**WHAT THE EXERCISE ASKS**:
Transcribe the records below exactly as they appear.

Records:
+---+
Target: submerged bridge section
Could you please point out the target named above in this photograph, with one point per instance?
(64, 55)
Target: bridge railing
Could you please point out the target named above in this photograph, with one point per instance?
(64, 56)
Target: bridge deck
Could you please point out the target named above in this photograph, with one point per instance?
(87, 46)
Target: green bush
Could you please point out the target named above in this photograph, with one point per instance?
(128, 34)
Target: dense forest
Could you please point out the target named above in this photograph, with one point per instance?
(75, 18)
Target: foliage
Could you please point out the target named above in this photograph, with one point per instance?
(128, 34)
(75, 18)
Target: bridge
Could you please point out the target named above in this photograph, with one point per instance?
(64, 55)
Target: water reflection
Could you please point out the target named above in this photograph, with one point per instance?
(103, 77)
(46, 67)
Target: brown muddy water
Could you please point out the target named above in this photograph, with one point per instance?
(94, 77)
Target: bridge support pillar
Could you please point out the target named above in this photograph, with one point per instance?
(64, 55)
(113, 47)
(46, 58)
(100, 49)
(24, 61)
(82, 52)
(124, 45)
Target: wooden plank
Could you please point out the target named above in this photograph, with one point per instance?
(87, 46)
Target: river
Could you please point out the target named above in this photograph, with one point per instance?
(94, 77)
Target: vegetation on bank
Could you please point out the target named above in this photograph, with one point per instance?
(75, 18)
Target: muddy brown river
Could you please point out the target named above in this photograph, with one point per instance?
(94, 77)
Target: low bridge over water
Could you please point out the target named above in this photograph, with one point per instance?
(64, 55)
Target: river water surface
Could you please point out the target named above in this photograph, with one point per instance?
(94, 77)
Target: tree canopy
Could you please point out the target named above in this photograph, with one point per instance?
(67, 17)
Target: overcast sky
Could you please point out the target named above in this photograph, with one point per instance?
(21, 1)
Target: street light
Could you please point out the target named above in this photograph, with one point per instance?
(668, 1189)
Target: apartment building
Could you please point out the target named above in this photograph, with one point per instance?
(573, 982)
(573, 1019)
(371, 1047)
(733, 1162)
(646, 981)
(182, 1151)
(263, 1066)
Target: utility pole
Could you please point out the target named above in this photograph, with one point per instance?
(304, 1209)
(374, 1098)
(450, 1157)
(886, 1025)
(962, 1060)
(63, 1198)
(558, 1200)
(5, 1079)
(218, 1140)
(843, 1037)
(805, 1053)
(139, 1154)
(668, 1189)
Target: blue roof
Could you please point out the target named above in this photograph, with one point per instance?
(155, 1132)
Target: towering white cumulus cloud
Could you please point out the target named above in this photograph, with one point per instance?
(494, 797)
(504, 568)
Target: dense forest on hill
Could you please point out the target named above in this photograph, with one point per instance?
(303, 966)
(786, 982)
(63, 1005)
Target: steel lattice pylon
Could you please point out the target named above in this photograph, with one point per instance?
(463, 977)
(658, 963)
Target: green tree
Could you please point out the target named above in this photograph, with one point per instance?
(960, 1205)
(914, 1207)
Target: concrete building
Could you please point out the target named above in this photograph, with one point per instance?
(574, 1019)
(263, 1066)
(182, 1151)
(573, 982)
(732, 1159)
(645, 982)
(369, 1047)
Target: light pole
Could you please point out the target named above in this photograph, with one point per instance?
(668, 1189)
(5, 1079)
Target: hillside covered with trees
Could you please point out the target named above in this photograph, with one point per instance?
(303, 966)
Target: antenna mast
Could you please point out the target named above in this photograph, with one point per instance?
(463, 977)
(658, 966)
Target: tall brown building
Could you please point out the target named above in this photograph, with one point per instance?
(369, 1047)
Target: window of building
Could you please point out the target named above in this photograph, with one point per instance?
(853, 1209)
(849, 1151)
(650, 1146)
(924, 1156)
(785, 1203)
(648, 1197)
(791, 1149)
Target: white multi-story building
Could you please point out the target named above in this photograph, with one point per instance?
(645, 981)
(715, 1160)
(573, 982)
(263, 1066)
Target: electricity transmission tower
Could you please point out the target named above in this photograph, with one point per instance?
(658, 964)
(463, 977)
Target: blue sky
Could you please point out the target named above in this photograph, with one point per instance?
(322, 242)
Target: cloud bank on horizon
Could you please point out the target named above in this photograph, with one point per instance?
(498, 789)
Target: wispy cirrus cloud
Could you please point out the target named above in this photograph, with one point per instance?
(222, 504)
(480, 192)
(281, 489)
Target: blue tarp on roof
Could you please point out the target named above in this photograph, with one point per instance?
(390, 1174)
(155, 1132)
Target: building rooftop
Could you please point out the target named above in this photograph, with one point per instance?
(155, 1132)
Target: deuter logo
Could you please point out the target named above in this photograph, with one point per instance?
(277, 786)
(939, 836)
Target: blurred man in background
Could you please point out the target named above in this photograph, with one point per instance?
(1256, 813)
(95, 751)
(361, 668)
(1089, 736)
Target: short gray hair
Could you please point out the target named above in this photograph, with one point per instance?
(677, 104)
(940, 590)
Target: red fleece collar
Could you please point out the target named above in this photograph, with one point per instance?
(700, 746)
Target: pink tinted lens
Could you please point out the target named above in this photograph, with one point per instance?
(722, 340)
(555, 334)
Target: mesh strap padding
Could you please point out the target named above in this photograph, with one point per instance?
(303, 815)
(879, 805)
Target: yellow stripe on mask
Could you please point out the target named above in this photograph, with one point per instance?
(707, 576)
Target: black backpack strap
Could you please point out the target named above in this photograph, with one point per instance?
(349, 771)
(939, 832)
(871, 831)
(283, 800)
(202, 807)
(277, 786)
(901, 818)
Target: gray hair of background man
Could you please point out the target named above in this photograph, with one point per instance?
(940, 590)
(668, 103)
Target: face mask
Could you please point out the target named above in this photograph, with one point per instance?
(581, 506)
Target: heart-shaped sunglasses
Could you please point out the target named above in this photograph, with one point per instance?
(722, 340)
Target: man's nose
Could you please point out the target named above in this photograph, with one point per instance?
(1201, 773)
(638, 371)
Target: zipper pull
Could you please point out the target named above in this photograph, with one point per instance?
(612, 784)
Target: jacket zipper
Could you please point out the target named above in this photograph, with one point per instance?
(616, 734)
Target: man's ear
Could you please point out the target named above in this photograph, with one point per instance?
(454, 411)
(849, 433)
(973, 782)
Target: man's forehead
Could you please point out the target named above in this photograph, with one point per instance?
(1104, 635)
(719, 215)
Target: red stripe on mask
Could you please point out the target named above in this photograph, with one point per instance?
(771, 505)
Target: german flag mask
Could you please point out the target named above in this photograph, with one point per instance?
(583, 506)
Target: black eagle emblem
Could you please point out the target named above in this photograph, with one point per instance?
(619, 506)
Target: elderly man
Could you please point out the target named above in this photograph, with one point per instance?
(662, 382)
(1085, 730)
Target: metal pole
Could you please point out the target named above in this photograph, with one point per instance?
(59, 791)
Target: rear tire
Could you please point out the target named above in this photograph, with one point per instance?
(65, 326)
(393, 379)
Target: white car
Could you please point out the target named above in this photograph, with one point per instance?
+---+
**FINAL ANSWER**:
Target: submerged bridge section
Could you please point out the target named above in this photograph, with one point per instance?
(64, 55)
Target: bridge railing
Could you please point out the target named above in this photograph, with one point per instance?
(64, 56)
Target: bridge deck
Could you please point out the target named above in this photograph, with one point per instance?
(87, 46)
Target: green bush
Could you please point out the target named above in this photograph, with one point per instance?
(128, 34)
Target: dense forest
Could you please point out the target named above in this photograph, with one point per instance?
(75, 18)
Target: foliage
Could you please point out the target named above in this photograph, with one point per instance?
(128, 34)
(75, 18)
Target: bridge
Could you please point out the target named above in this photograph, with one point per instance?
(64, 55)
Target: water reflection
Could you please point out the target named above in this photograph, with one point per instance?
(103, 77)
(46, 67)
Target: brown muddy water
Could you please point out the target named above in this photograph, with one point per instance?
(94, 77)
Target: bridge support pillar
Could you please point out the target named above in this photograph, with one point per instance?
(64, 55)
(113, 47)
(46, 58)
(100, 49)
(24, 61)
(82, 52)
(124, 45)
Target: wooden plank
Could you please point out the target named above in this photograph, with one point per instance?
(87, 46)
Target: river
Could you please point out the target named above in this photograph, with one point per instance?
(94, 77)
Target: vegetation on bank
Could you please point out the target named above in this photograph, with one point per instance?
(75, 18)
Target: muddy brown river
Could you please point out the target named above in this photograph, with one point per instance?
(94, 77)
Target: low bridge over water
Could you please point out the target named above in this photograph, with one point per instance?
(64, 55)
Target: river water surface
Could you please point out the target named above in this photograph, with one point per instance?
(94, 77)
Target: tree canopy
Could you please point out the target named above in this photograph, with one point per instance?
(67, 17)
Target: overcast sky
Could you please point out the target named above in this photograph, with one point per instance?
(21, 1)
Target: street light
Could you please point out the target named above in this photograph, with one point per instance?
(668, 1189)
Target: apartment building
Could you please point out the target named above in this photograph, with one point per instance?
(573, 982)
(573, 1019)
(371, 1047)
(733, 1162)
(646, 981)
(182, 1151)
(263, 1066)
Target: utility pole
Could you please point out the target named above in this photograph, with one point per instance?
(304, 1209)
(374, 1098)
(450, 1157)
(886, 1025)
(962, 1060)
(63, 1198)
(558, 1200)
(5, 1079)
(218, 1140)
(843, 1037)
(805, 1053)
(139, 1154)
(668, 1189)
Target: blue roof
Could you please point out the target named above in this photograph, with one point per instance?
(155, 1132)
Target: towering white cumulus cloud
Could you please point out the target named above in this photograph, with one point per instance?
(494, 797)
(504, 568)
Target: dense forest on hill
Could you please point out the target named above in this photograph, with one point per instance?
(303, 966)
(786, 982)
(63, 1005)
Target: steel lattice pylon
Could you please point out the target named above in this photograph, with one point per instance?
(463, 977)
(658, 963)
Target: green tree
Could you please point out the target named above in this photograph, with one point per instance?
(960, 1205)
(914, 1207)
Target: concrete building
Could you please point out the target named above in this photograph, with one point per instance?
(574, 1019)
(263, 1066)
(182, 1151)
(573, 982)
(732, 1159)
(645, 982)
(369, 1047)
Target: light pole
Could you please point out the target named above in this photograph, with one point per instance?
(668, 1189)
(5, 1079)
Target: hillside covered with trees
Could you please point out the target named above in this photograph, with one point per instance?
(303, 966)
Target: antenna mast
Could you please point out the target named above in this photograph, with one point per instance?
(463, 977)
(658, 966)
Target: tall brown building
Could you please point out the target named above in this photograph, with one point per instance?
(369, 1047)
Target: window of building
Could you please point out the target named above in this photograph, with one point per instance?
(853, 1209)
(849, 1151)
(650, 1146)
(924, 1156)
(785, 1203)
(648, 1197)
(791, 1149)
Target: white multi-story building
Could you please point out the target named above in this photograph, with one point per instance?
(645, 981)
(715, 1160)
(573, 982)
(263, 1066)
Target: electricity transmission tower
Could you please point out the target named above in this photograph, with one point per instance?
(658, 964)
(463, 977)
Target: blue sky
Could you please point out the target named above in this photograph, with one point per instance?
(322, 242)
Target: cloud bank on horizon
Could you please point out the target named above in this photograph, with one point per instance?
(498, 789)
Target: wispy cirrus cloud
Could you please point out the target named above in this photograph, with one point per instance?
(222, 504)
(480, 192)
(281, 489)
Target: blue tarp on roof
Could you please point out the target named above in this photograph, with one point per instance?
(390, 1174)
(155, 1132)
Target: building rooftop
Could you please point out the target named above in this photograph, with one point per instance?
(155, 1132)
Target: deuter logo
Could you please point out the target named above in this photograph, with one point per instance?
(277, 786)
(939, 836)
Target: blurred man in background
Could you please point out the target named above in this photograph, with one point per instance?
(1256, 813)
(95, 751)
(361, 668)
(1089, 736)
Target: short gray hair
Could you please point out the target named above in this photograph, with one point per instance?
(677, 104)
(940, 590)
Target: red fleece collar
Could you please point out the target named above in this photograph, with one point per instance?
(700, 746)
Target: pink tinted lens
Could you please point out the target named above in this photograph, with one point per instance?
(722, 340)
(555, 334)
Target: mesh strap padding
Could you please point out the target named above in this photograph, with one point per instance?
(303, 815)
(879, 805)
Target: yellow stripe on mask
Could you please point out the target named above in this photograph, with one point per instance?
(707, 576)
Target: black backpack strap
Could you please point out the target named above in this photograph, with one point per instance?
(349, 771)
(939, 832)
(871, 831)
(283, 800)
(202, 807)
(277, 786)
(901, 818)
Target: gray hair of background man
Could you please point out the target named above in this photograph, with one point per instance?
(940, 590)
(668, 103)
Target: face mask
Could you please point out the target named above in this photograph, with one point per instance?
(581, 506)
Target: heart-shaped sunglasses
Could you please point out the target named above in this photograph, with one point per instance?
(722, 340)
Target: man's nose
Could you please point out the target named above in this photograph, with one point per instance?
(1201, 773)
(638, 371)
Target: zipper pull
Could you please point out the target named above in this photograph, with one point per instance?
(612, 784)
Target: jacket zipper
Could you please point out the target named above in this photograph, with one point per instance?
(616, 734)
Target: man's ear
Could you please point out the target named above in this photograph, with one point per instance?
(454, 411)
(849, 433)
(973, 782)
Target: man's forehead
Could you please point out the target named above in this photograph, with one point per instance?
(1104, 635)
(719, 215)
Target: red stripe on mask
Could you please point out the target named above in this photograph, with one point per instance?
(771, 505)
Target: german flag mask
Could you please point out the target named above in this photograph, with one point per instance?
(583, 506)
Target: black eagle emblem
Could you please point out the target named above in this photograph, with one point per instance?
(619, 506)
Target: elderly man
Could you please point out the target named above in this photograph, with one point per instance?
(662, 382)
(1085, 730)
Target: metal pole
Could you please point out the target named above in this photograph, with one point per instance?
(59, 791)
Target: rear tire
Could you please point out the target named above in this photograph, with one point per instance?
(65, 326)
(393, 379)
Target: white car
Could you please point out the target named above in this photograph, with one point per instance?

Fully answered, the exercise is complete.